▸ **LISTING**:
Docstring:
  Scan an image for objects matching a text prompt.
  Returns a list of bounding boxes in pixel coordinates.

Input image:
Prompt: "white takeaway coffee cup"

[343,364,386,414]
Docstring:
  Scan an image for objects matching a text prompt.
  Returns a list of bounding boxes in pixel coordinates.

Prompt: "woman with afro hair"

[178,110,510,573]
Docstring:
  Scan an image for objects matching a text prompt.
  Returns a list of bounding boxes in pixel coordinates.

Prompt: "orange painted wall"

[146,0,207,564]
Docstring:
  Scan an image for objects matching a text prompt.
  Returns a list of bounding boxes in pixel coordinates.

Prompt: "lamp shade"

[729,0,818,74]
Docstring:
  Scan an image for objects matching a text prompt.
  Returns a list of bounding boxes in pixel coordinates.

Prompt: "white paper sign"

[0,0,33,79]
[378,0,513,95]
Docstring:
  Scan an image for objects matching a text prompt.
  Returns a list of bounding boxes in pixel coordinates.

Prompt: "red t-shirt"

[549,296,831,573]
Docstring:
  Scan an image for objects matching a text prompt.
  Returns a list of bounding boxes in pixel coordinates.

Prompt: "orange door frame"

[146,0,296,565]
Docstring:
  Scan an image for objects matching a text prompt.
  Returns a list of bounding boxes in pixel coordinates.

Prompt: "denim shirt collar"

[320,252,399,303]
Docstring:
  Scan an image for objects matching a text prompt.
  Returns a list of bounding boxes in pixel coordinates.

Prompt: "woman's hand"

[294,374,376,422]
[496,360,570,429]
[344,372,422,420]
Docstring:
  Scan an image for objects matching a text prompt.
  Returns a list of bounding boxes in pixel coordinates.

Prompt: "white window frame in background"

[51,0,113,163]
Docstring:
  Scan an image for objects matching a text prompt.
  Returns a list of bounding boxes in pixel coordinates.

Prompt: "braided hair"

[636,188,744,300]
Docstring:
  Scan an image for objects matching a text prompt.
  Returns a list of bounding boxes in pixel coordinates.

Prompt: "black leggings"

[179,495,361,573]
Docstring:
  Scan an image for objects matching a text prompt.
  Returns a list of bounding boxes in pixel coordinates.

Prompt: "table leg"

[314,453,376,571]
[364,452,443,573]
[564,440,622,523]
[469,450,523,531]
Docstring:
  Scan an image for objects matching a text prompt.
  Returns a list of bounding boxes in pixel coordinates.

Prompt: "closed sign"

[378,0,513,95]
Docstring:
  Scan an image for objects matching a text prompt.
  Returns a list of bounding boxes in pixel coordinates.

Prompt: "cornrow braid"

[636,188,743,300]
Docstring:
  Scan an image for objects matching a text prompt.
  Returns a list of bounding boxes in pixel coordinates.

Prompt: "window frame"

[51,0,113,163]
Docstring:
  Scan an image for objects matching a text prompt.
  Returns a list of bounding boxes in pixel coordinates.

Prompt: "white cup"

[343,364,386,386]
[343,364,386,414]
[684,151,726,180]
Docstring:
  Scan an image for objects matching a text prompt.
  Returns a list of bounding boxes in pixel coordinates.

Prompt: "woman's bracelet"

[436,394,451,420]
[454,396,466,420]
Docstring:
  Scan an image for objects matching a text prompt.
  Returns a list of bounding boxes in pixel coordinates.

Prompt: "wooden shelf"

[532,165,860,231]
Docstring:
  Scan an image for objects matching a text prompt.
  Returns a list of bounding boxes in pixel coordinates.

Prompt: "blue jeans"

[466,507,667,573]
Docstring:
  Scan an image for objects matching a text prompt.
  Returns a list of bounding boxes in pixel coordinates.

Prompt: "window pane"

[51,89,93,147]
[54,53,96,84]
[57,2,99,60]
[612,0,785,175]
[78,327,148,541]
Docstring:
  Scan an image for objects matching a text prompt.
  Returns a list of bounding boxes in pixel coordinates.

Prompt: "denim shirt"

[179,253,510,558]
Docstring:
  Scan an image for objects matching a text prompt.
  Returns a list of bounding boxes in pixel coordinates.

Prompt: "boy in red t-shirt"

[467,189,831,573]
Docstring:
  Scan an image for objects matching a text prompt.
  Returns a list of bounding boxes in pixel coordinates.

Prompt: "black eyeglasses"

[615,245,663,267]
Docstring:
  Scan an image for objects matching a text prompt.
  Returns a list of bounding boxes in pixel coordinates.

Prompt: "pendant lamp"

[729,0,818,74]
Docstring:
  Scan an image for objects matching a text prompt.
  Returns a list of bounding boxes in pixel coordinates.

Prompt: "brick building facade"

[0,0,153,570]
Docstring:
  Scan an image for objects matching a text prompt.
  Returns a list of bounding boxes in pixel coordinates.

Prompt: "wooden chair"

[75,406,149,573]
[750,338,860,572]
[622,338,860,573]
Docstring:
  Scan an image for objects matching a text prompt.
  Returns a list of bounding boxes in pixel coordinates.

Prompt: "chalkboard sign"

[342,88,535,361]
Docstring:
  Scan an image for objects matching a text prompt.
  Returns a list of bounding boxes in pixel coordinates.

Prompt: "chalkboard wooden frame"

▸ **TASK OBJECTIVE**: Reproduce the entries above verbatim, beginning with their first line and continuing up to and including the line that contains "[549,296,831,573]".

▸ **RESPONSE**:
Docstring:
  Scan an image for objects matching a text prompt.
  Returns a list of bounding boxes in pixel coordinates.

Input image:
Prompt: "white takeaway coffee cup"

[343,364,386,414]
Docstring:
  Scan an image for objects matching a text prompt.
  Returns a list of bounding boxes in pixel coordinates.

Prompt: "woman with afro hair"

[178,110,510,573]
Docstring:
  Scan an image for objects matching a text prompt.
  Returns a list of bounding boxes in pixel coordinates.

Prompt: "orange painted wall"

[146,0,207,564]
Docstring:
  Scan an image for objects matching a text prompt.
  Returns a list of bounding boxes in pixel coordinates.

Prompt: "lamp shade"

[729,0,818,74]
Docstring:
  Scan an image for objects matching a text prompt.
  Returns a list of bounding boxes in pixel coordinates.

Prompt: "white paper sign"

[0,0,33,79]
[378,0,513,95]
Docstring:
  Scan an image for objects matching a text prompt.
  Returns a list of bounding boxes in pixel coordinates.

Prompt: "red t-shirt"

[549,296,831,573]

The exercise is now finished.